— begin —

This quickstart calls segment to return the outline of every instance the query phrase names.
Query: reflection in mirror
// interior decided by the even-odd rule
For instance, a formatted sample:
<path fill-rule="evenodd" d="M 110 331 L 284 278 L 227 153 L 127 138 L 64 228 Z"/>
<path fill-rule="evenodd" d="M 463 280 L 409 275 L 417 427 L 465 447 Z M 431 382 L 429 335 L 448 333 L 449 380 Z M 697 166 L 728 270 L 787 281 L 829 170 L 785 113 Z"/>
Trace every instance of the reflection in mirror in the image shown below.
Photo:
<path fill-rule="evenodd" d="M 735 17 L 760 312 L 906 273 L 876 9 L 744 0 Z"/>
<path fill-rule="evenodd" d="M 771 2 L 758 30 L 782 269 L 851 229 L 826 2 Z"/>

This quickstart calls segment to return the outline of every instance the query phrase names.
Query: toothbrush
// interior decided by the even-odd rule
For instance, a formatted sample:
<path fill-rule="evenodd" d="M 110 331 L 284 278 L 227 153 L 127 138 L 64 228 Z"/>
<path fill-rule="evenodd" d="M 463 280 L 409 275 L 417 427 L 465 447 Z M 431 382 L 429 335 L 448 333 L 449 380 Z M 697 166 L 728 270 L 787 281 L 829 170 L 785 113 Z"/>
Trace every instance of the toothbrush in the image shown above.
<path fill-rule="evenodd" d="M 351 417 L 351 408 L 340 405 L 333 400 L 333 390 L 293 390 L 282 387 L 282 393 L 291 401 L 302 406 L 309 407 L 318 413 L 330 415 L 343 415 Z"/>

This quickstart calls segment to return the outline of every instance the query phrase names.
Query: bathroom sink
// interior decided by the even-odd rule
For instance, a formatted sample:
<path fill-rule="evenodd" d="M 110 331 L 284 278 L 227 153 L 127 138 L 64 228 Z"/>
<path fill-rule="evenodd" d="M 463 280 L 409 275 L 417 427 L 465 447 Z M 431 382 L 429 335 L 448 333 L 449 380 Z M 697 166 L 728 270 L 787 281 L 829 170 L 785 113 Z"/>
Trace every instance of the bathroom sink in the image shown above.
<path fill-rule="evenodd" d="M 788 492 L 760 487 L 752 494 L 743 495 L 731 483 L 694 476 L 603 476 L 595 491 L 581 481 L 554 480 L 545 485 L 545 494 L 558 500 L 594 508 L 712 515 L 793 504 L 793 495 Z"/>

— end —

» **WORK TO DO**
Can you rewrite every row above, putting "walkthrough" wherever "quickstart" appears and leaving everything else as it is?

» **TASK RESULT**
This walkthrough calls segment to return the outline of every instance the query phrase names.
Query: reflection in mirror
// interior decided by the even-odd rule
For instance, a formatted sample:
<path fill-rule="evenodd" d="M 110 331 L 284 278 L 227 153 L 127 138 L 64 228 Z"/>
<path fill-rule="evenodd" d="M 463 280 L 409 275 L 417 427 L 465 447 Z M 431 382 L 429 335 L 448 333 L 449 380 Z M 697 166 L 728 270 L 787 281 L 829 170 L 785 113 Z"/>
Trace every instance of the reflection in mirror in the image shown below.
Photo:
<path fill-rule="evenodd" d="M 735 17 L 760 312 L 906 273 L 876 9 L 744 0 Z"/>
<path fill-rule="evenodd" d="M 771 2 L 758 30 L 782 269 L 851 229 L 826 2 Z"/>

This walkthrough calls segment to return the outline of every instance the query phrase names.
Query: toothbrush
// interior decided by the even-odd rule
For instance, a formatted sample:
<path fill-rule="evenodd" d="M 110 331 L 284 278 L 227 153 L 127 138 L 64 228 Z"/>
<path fill-rule="evenodd" d="M 463 280 L 409 275 L 417 427 L 465 447 Z M 431 382 L 429 335 L 448 333 L 449 380 Z M 697 166 L 728 270 L 787 281 L 829 170 L 785 113 Z"/>
Trace every instance of the toothbrush in the image shown above.
<path fill-rule="evenodd" d="M 351 417 L 351 408 L 340 405 L 333 400 L 333 390 L 293 390 L 282 387 L 282 393 L 291 401 L 302 406 L 309 407 L 318 413 L 330 415 L 343 415 Z"/>

This walkthrough calls segment to return the outline of every instance the query phrase names.
Query: bathroom sink
// interior decided by the even-odd rule
For instance, a formatted sample:
<path fill-rule="evenodd" d="M 110 331 L 284 278 L 227 153 L 127 138 L 64 228 Z"/>
<path fill-rule="evenodd" d="M 463 280 L 409 275 L 417 427 L 465 447 Z M 431 382 L 429 335 L 448 333 L 449 380 Z M 697 166 L 728 270 L 787 281 L 829 170 L 785 113 Z"/>
Trace every instance of the bathroom sink in the image shown above.
<path fill-rule="evenodd" d="M 788 492 L 760 487 L 752 494 L 743 495 L 731 483 L 694 476 L 603 476 L 595 491 L 581 481 L 554 480 L 545 485 L 545 494 L 558 500 L 594 508 L 712 515 L 793 504 L 793 495 Z"/>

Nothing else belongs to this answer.